# Exercise data:
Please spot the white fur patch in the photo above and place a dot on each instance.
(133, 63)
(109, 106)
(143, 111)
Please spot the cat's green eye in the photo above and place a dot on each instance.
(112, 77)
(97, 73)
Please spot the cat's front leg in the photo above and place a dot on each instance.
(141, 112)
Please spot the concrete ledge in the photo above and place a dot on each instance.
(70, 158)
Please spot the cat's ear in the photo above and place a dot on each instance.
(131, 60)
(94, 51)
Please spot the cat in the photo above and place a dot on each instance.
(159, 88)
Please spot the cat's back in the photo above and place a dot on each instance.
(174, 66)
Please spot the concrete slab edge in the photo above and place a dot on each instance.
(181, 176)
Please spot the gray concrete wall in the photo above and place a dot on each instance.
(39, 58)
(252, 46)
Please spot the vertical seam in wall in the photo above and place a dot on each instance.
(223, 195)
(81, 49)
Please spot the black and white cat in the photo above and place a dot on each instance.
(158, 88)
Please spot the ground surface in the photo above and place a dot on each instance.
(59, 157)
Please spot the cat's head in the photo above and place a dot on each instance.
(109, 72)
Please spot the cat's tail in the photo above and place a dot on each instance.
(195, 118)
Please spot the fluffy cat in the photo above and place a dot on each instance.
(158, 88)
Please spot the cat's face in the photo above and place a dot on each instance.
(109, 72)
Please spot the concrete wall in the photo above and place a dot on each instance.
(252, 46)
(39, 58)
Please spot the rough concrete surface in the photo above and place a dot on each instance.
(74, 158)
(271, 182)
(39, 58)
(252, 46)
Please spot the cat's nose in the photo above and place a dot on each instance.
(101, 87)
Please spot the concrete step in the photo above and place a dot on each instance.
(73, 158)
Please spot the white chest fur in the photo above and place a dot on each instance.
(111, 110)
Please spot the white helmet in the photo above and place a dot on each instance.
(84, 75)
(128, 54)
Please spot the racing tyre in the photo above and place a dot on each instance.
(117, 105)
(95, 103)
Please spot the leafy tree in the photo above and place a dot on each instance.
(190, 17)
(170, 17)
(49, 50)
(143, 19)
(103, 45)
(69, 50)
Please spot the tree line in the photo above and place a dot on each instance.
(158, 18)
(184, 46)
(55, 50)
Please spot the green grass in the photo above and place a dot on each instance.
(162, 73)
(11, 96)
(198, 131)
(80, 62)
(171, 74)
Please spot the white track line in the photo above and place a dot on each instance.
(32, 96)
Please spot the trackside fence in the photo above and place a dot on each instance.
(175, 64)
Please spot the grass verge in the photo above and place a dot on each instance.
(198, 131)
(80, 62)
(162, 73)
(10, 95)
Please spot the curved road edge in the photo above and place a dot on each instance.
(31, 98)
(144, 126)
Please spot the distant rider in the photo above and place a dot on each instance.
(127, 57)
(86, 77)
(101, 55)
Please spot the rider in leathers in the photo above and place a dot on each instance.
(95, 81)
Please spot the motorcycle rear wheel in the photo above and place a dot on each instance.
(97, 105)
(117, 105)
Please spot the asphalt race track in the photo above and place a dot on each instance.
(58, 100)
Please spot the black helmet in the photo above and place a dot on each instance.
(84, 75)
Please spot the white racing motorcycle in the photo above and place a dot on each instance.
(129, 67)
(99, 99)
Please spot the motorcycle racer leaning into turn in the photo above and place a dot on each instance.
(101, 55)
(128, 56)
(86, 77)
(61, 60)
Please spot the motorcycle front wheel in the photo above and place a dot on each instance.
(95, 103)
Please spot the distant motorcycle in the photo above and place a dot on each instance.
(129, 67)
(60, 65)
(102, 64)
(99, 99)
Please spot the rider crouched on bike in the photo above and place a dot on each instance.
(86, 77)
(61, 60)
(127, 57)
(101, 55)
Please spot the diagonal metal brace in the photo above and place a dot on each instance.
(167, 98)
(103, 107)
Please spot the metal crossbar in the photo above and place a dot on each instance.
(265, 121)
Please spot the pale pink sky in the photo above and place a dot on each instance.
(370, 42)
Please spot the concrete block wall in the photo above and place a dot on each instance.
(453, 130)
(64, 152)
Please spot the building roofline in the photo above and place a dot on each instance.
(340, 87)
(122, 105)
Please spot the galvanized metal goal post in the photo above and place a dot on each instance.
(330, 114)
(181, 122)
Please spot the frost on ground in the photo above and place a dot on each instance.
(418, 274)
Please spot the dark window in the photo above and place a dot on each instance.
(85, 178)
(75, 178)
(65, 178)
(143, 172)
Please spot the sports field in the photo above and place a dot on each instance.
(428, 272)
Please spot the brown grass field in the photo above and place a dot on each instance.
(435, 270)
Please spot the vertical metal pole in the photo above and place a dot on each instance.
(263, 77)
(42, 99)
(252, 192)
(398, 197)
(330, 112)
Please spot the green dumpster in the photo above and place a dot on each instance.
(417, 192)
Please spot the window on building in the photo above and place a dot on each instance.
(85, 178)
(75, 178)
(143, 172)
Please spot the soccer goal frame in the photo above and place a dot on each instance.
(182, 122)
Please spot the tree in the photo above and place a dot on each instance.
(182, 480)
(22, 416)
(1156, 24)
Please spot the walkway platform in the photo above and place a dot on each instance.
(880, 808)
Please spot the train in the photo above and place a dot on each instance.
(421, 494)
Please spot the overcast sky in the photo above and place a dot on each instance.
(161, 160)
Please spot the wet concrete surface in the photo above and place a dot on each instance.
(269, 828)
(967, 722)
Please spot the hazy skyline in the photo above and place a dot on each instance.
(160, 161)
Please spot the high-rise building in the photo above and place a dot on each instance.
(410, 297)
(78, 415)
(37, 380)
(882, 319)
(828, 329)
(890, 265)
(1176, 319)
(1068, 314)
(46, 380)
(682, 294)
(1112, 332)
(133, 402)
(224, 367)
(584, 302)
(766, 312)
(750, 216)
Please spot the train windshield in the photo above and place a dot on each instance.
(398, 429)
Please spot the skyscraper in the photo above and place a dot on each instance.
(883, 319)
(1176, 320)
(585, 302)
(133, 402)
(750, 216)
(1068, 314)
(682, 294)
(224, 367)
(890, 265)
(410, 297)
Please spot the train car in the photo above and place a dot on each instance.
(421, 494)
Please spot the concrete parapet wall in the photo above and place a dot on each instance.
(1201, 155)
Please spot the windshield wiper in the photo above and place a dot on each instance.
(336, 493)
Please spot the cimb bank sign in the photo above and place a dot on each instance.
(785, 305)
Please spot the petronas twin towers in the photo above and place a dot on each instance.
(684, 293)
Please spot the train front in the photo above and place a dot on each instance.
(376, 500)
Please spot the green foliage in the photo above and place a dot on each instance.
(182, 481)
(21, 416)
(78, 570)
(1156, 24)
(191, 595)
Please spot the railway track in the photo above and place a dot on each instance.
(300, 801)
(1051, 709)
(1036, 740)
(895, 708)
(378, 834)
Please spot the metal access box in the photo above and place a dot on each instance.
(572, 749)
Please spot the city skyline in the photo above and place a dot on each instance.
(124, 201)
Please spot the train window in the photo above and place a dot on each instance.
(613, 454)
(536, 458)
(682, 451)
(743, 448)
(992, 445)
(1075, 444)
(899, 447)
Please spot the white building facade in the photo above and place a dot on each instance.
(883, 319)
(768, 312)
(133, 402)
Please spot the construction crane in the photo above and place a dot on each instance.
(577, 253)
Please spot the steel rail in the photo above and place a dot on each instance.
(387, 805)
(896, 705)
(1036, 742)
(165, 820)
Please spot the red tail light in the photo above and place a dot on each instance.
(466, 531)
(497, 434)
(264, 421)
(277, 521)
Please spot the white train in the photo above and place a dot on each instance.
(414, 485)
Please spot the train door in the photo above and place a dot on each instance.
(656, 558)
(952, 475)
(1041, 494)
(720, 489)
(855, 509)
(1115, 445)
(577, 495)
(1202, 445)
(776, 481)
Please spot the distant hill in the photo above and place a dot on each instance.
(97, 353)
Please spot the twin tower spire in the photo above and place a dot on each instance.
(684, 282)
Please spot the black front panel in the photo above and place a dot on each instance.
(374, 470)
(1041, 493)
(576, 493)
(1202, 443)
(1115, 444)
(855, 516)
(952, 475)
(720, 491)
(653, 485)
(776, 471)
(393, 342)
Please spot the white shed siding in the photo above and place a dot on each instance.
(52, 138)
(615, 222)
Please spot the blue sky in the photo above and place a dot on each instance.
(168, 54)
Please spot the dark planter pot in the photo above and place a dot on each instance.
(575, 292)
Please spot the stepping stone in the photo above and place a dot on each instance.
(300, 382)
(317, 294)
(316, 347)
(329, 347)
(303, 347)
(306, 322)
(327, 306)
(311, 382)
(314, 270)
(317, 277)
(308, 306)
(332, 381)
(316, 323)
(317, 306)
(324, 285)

# Task brief:
In the records above, find the line containing "Please spot the train window"; please retype it and every line after it through the last line, exactly and with nothing else.

# Exercise output:
Please spot the train window in the photo above and place a dot on each instance.
(613, 454)
(536, 458)
(682, 451)
(743, 448)
(992, 445)
(1075, 444)
(899, 447)
Please spot the white building facade in the photo above and place a dot on each instance.
(883, 319)
(768, 312)
(133, 402)
Please spot the construction crane in the photo above and place a dot on each instance.
(577, 253)
Please spot the steel rail in the photo above and place a dot on each instance.
(387, 805)
(896, 705)
(1036, 742)
(165, 820)
Please spot the red tail light in the photo above and place a dot on each instance.
(466, 531)
(497, 434)
(264, 421)
(277, 521)
Please spot the white train in the photo above and place a dot on each instance.
(414, 485)
Please spot the train door in the photo above and place a dot on each instance.
(656, 558)
(952, 475)
(1041, 494)
(720, 489)
(855, 509)
(1115, 445)
(577, 495)
(1202, 445)
(776, 481)
Please spot the distant hill in the photo above and place a dot on each instance.
(97, 353)
Please spot the twin tower spire in the photo above and place a dot on each instance.
(684, 282)
Please spot the black front panel in the photo above and place a dot on each instance.
(374, 470)
(1041, 493)
(576, 493)
(1202, 443)
(1115, 444)
(855, 516)
(952, 475)
(720, 491)
(653, 485)
(776, 471)
(393, 342)
Please spot the white shed siding in the photo above and place a dot on each instance.
(52, 138)
(615, 222)
Please spot the blue sky in the photo above and place a dot on each instance.
(168, 54)
Please spot the dark planter pot in the photo above and place a dot on each instance.
(575, 292)
Please spot the stepping stone in the photo above and place a dot on each instance.
(300, 382)
(317, 294)
(316, 347)
(329, 347)
(303, 347)
(306, 322)
(327, 306)
(311, 382)
(314, 270)
(317, 277)
(308, 306)
(332, 381)
(316, 323)
(317, 306)
(324, 285)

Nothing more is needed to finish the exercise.